Below is a set of entries. Reproduce exactly the lines from the one containing "Query: dog's ear" through the end, both included.

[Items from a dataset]
----
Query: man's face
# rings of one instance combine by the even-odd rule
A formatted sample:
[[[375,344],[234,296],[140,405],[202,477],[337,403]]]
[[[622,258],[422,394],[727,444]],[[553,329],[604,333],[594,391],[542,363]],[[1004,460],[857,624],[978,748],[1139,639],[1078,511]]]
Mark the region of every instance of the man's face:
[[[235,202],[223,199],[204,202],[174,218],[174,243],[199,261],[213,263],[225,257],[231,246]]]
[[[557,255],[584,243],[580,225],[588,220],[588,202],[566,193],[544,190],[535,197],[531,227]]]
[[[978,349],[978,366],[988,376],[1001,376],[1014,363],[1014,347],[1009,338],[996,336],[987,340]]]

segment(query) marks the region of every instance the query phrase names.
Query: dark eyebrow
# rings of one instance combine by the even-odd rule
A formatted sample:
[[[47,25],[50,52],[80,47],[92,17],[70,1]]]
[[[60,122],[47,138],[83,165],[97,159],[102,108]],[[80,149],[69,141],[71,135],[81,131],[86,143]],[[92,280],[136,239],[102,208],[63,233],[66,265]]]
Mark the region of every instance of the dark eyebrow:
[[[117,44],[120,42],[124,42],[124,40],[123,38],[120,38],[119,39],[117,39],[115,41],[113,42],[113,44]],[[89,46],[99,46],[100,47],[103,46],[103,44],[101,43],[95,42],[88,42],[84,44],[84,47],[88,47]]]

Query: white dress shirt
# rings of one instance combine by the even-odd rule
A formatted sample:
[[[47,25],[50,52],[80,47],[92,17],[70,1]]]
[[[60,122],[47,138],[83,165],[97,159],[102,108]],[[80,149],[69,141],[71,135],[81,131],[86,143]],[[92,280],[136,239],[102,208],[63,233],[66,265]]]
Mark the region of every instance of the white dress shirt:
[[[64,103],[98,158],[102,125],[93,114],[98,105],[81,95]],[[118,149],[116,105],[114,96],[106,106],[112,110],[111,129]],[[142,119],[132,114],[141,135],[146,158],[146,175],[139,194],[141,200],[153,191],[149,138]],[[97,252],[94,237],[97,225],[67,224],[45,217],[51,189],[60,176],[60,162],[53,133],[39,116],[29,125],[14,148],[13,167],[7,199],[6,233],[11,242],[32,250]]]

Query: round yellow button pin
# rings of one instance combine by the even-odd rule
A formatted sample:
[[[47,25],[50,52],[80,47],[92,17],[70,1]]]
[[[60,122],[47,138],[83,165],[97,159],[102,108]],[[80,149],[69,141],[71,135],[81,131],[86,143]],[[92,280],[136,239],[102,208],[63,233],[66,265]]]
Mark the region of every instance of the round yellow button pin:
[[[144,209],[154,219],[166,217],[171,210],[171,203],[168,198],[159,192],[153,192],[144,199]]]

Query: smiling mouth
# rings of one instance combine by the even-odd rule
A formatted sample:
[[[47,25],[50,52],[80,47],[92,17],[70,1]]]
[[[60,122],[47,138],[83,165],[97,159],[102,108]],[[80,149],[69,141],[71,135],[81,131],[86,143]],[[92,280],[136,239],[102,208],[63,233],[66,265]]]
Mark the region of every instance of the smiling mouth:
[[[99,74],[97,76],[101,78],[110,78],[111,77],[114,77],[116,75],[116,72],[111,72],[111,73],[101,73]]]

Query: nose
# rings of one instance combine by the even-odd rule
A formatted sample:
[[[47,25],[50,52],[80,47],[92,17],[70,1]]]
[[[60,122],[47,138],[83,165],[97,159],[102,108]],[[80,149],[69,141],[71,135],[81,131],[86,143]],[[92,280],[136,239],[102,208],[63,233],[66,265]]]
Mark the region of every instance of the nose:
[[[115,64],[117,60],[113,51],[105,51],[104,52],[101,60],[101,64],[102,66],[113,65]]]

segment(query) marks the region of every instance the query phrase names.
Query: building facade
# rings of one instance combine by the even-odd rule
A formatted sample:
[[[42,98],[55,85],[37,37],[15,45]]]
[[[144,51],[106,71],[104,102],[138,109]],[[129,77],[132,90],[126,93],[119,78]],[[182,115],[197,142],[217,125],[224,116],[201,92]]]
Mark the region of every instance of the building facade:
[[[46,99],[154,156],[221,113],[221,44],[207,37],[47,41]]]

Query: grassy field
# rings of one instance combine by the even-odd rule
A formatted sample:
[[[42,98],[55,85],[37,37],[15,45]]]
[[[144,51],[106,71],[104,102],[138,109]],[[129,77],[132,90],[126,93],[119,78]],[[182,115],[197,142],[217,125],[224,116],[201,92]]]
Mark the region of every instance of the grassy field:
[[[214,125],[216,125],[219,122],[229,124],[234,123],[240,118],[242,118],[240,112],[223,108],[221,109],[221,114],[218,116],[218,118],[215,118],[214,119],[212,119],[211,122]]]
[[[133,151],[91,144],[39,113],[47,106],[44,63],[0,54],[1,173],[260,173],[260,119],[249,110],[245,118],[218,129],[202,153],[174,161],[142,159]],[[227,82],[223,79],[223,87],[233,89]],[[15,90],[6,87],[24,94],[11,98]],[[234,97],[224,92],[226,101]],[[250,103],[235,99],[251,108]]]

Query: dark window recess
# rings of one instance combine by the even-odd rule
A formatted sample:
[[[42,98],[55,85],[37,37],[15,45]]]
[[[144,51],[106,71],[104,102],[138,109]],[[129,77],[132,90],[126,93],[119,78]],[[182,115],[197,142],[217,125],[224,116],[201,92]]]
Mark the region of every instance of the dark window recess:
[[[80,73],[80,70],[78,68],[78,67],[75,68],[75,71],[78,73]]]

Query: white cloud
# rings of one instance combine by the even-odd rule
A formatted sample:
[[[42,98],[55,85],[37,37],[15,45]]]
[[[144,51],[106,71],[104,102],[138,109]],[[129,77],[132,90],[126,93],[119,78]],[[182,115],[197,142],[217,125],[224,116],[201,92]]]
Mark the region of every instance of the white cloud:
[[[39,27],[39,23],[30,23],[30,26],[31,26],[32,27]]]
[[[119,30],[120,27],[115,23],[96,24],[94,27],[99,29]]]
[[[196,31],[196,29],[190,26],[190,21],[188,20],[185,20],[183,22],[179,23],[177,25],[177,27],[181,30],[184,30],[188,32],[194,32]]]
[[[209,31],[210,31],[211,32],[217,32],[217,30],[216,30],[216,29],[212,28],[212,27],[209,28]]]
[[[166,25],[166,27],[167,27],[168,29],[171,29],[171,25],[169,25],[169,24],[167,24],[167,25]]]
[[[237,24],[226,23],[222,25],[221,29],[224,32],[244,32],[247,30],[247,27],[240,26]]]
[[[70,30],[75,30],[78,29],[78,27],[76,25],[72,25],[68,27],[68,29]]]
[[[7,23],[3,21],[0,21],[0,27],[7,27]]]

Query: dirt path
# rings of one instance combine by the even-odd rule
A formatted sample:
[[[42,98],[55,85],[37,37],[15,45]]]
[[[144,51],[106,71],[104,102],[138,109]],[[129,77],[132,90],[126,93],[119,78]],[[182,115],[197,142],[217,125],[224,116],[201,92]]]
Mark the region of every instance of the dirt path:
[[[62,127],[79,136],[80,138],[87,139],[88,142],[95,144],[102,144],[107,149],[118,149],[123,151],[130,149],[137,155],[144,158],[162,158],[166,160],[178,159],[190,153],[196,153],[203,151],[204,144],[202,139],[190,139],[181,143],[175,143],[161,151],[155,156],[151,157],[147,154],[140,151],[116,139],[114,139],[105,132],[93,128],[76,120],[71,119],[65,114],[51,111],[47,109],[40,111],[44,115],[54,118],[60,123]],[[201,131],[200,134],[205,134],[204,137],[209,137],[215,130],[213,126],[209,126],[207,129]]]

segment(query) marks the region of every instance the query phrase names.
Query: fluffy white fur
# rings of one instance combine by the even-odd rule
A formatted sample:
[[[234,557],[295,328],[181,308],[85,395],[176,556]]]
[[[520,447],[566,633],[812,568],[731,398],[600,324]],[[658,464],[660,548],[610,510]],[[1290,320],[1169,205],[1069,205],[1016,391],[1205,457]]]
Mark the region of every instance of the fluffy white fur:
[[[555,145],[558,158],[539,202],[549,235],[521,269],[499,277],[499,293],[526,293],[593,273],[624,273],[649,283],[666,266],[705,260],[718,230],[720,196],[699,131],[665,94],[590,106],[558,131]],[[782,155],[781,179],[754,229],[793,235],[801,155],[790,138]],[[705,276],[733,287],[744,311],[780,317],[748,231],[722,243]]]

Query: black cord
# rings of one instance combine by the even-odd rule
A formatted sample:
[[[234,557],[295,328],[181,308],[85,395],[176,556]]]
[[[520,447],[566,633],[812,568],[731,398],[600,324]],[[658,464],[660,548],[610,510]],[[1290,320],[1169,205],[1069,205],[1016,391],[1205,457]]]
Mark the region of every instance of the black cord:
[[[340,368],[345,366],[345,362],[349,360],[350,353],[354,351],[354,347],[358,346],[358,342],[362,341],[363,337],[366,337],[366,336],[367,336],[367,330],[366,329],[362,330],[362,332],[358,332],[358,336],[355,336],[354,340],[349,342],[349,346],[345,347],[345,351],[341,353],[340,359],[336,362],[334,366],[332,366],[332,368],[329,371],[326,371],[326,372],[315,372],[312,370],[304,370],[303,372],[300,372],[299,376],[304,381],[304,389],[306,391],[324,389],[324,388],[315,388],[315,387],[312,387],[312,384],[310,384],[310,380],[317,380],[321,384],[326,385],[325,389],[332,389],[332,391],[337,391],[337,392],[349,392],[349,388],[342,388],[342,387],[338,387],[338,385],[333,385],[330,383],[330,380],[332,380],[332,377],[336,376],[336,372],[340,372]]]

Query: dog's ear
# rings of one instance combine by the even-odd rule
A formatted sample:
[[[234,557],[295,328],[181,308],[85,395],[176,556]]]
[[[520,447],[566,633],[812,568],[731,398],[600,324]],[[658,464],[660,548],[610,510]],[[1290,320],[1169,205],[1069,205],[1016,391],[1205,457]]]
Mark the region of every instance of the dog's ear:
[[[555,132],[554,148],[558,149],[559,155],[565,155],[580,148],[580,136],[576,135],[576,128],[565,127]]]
----
Task output>
Query: dog's ear
# rings of one instance combine by the even-odd rule
A formatted sample:
[[[234,557],[295,328],[181,308],[85,395],[176,556]]]
[[[520,447],[566,633],[812,568],[731,398],[600,324]],[[658,464],[660,548],[610,510]],[[1290,320],[1169,205],[1069,205],[1016,391],[1205,457]]]
Mark the region of every instance of the dog's ear:
[[[555,132],[554,148],[558,149],[559,155],[565,155],[580,148],[580,136],[576,135],[576,128],[565,127]]]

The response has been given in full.